Segment Open

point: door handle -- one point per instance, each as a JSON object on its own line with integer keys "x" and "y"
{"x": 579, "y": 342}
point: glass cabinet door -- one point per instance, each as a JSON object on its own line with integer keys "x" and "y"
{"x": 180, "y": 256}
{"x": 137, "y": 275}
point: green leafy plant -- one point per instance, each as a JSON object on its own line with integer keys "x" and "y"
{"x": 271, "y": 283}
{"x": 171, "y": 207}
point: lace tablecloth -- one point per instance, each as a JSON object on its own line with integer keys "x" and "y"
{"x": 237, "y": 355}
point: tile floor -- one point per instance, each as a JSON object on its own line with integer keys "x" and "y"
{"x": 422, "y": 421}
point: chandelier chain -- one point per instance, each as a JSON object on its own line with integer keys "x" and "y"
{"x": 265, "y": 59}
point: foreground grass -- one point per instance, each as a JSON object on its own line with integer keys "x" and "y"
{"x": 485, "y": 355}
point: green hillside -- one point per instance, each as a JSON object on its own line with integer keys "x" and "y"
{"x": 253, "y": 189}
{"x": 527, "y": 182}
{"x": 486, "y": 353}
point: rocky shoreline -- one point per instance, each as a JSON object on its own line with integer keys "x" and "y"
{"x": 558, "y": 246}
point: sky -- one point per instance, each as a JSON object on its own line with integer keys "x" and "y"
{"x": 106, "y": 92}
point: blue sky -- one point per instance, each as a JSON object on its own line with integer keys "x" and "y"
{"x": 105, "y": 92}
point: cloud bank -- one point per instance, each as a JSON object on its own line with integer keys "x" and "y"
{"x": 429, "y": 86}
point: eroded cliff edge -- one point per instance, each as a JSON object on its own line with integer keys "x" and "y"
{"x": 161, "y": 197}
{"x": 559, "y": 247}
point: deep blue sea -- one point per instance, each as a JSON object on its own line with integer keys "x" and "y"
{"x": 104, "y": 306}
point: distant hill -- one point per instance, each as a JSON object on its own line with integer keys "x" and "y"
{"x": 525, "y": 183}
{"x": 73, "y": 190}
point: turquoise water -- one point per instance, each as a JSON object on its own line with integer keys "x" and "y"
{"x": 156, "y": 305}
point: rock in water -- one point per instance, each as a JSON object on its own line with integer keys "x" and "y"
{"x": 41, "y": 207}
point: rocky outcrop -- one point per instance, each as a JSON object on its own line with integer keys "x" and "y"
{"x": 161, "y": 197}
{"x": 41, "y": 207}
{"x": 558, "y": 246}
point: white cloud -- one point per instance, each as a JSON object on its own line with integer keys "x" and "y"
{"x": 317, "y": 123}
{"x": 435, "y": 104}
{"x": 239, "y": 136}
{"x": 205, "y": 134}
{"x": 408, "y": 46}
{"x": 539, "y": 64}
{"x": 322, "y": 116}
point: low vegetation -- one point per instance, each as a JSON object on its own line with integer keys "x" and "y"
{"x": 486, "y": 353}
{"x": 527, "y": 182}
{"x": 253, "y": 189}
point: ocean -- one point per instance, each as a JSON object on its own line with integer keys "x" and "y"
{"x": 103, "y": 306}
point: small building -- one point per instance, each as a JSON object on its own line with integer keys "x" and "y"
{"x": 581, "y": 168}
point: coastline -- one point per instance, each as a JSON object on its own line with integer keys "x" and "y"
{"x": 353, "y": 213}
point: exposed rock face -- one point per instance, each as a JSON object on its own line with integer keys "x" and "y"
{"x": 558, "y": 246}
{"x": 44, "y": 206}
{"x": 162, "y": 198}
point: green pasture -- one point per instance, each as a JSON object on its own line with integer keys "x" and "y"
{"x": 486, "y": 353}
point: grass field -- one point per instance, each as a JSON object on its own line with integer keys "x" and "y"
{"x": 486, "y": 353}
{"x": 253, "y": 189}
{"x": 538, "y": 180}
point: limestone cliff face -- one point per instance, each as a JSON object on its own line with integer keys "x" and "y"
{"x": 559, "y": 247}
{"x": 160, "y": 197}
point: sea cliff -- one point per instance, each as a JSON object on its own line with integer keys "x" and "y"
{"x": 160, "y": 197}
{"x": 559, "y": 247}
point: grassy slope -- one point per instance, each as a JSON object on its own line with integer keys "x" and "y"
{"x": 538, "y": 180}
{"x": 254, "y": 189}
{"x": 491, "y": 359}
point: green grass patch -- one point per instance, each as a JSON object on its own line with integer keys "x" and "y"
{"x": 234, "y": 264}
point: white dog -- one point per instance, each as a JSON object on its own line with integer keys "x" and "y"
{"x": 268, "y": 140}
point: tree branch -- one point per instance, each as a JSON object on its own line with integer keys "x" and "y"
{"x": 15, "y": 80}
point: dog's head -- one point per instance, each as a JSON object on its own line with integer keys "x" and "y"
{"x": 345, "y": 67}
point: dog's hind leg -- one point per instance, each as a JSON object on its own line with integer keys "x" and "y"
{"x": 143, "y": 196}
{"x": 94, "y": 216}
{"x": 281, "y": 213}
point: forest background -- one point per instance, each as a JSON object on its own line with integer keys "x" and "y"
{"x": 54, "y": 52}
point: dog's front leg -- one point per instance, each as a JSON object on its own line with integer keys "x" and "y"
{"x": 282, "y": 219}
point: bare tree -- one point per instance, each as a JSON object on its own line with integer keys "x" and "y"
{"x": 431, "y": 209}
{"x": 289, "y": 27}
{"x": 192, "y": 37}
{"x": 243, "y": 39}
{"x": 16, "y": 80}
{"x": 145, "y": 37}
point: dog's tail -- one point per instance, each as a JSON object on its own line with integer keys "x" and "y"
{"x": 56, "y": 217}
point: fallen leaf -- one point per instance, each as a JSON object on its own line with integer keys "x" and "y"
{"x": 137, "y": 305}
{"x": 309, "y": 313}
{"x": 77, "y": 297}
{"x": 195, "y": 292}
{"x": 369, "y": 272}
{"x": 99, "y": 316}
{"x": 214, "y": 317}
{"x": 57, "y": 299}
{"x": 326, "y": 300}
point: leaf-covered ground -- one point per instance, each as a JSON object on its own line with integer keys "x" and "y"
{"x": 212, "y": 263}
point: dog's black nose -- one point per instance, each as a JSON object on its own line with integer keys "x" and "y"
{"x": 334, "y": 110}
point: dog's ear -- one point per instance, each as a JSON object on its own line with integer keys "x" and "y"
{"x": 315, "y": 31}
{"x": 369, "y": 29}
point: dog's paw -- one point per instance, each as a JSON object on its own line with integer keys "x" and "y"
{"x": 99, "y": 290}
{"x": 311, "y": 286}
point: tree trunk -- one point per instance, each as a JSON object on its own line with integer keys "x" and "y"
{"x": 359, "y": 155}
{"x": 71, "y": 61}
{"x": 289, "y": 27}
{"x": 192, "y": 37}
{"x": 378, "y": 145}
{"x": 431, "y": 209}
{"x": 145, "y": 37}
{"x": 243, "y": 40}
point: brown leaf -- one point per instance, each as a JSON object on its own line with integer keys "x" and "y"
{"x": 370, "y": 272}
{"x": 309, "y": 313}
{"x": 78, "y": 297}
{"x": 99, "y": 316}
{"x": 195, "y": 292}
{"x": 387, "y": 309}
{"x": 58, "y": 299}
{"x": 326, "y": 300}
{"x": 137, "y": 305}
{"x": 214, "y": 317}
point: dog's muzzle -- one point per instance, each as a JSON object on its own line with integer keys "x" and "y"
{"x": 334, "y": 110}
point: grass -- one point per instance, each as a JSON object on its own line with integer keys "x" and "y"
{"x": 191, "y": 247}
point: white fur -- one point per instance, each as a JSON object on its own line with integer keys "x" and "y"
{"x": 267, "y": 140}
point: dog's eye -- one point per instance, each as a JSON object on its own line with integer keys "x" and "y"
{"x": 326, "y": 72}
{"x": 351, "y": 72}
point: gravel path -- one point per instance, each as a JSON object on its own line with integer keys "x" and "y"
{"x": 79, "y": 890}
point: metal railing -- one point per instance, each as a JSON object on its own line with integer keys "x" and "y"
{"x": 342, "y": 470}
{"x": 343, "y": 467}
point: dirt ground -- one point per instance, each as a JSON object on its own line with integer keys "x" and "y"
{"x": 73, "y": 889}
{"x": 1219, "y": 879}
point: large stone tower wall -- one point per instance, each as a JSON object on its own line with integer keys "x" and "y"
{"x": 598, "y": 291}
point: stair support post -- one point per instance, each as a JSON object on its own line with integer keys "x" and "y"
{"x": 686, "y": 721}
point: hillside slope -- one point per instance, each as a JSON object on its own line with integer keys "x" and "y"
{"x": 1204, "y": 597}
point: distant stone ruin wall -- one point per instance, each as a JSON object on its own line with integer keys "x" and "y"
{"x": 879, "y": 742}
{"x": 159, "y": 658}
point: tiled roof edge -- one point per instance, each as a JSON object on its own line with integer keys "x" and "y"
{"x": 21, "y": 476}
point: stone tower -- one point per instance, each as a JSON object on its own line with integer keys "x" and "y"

Segment Closed

▸ Task instructions: Restate exactly the lines running from the line with "point: distant stone" to the end of the entries above, both ends included.

▸ Result for this exercise:
point: distant stone ruin wall -- one point per instance, each as a JSON object on its own line with integer keys "x" and "y"
{"x": 879, "y": 742}
{"x": 159, "y": 658}
point: tiled roof edge -- one point per instance, each as a JSON object on its own line with integer keys "x" and "y"
{"x": 21, "y": 476}
point: stone tower -- one point per instance, each as a JSON object on its own line with integer keys "x" and "y"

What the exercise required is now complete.